##### Extract provided #####

Feels like we’ve crested the hill

January, here’s your hat. What’s your hurry?

For the second year in a row January involved recuperation. This year it was from four bouts of head colds. (I’m almost completely recovered. Knock wood.) And I took a week off life to travel to London to watch my daughter get her diploma from the graduate school at King’s College. And see sights and walk over 40 miles and eat foods. Sadly, the shitty air circulation and leg room on the British Airways flights has made me dread getting on a plane again in this lifetime.

I did do some riding, but it was my lowest mileage month since December 2017. I finished the month with 381 miles. 241 of that was on my Cross Check outdoors. The rest was on Big Nellie in the basement.

Now that the polar vortex has had its way with us, I look forward to getting some serious miles in during February. And to turning my attention to getting my bikes fixed up.

Being sick for over three weeks has made it hard to care about warm weather bike touring. (No, Jessica, you will not see me roll up to your apartment in Buenos Aires next month. But keep bugging me. You never know. Nothing stops an old gringo on a bicycle.)

Today, Cyclosource, the catalogue from Adventure Cycling, came in the mail. It contains the complete Adventure Cycling U.S. route network. And once again the little squeaky planning wheels in my brain are turning.











London thoughts

  • The streets in London are smooth. I didn’t see a single pothole or patch.
  • The Underground is more than 100 years older than DC’s Metro. And it seems infinitely more reliable.
  • Underground trains come every two minutes. There is no crowding on the platforms because there’s no time for a crowd to accumulate.
  • With that level of train frequency, why would you ever want to drive?
  • I wonder how many billions of dollars we could save if DC’s Metro trains ran every two minutes.
  • Horn honking in London is not much of a thing, mostly because drivers seem to obey the rules. (Truer still in Stockholm.)
  • I didn’t hear anyone cuss out a cyclist in my seven days. They often use bus lanes and the bus drivers just go with the flow.
  • Bromptons are very popular in London.
  • Bike theft is apparently a problem; people lock their bikes with serious hardware.
  • People in London walk fast. They seem to be underdressed for the temperature.
  • I have yet to figure out if walkers should stay to the left or the right. When on an escalator, you stand on the right.

#####

# [Stated problem 1]
Return the part of the cycling blog post that opens with the words containing "London thoughts" and closes with "ran every two minutes.", copied word for word.

##### Entries provided #####

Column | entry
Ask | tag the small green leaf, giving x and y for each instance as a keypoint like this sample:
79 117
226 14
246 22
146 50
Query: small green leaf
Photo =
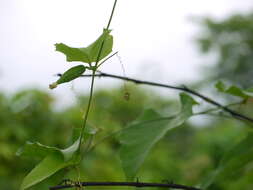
232 162
94 48
73 54
140 136
233 90
54 160
89 54
36 150
71 74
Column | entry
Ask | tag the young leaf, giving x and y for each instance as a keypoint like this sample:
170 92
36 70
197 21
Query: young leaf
233 90
69 75
73 54
94 48
232 162
89 54
139 137
54 160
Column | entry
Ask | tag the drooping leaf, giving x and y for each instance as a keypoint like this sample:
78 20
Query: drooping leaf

#####

# [Stated problem 2]
Swap "keypoint" for "coordinate pair" throughout the records above, and write them out again with nothing else changed. Leave the pictures out.

# [Exercise output 1]
London thoughts

  • The streets in London are smooth. I didn’t see a single pothole or patch.
  • The Underground is more than 100 years older than DC’s Metro. And it seems infinitely more reliable.
  • Underground trains come every two minutes. There is no crowding on the platforms because there’s no time for a crowd to accumulate.
  • With that level of train frequency, why would you ever want to drive?
  • I wonder how many billions of dollars we could save if DC’s Metro trains ran every two minutes.

# [Exercise output 2]
Column | entry
Ask | tag the small green leaf, giving x and y for each instance as a coordinate pair like this sample:
79 117
226 14
246 22
146 50
Query: small green leaf
Photo =
232 162
94 48
73 54
140 136
233 90
54 160
89 54
36 150
71 74
Column | entry
Ask | tag the young leaf, giving x and y for each instance as a coordinate pair like this sample:
170 92
36 70
197 21
Query: young leaf
233 90
69 75
73 54
94 48
232 162
89 54
139 137
54 160
Column | entry
Ask | tag the drooping leaf, giving x and y for each instance as a coordinate pair like this sample:
78 20
Query: drooping leaf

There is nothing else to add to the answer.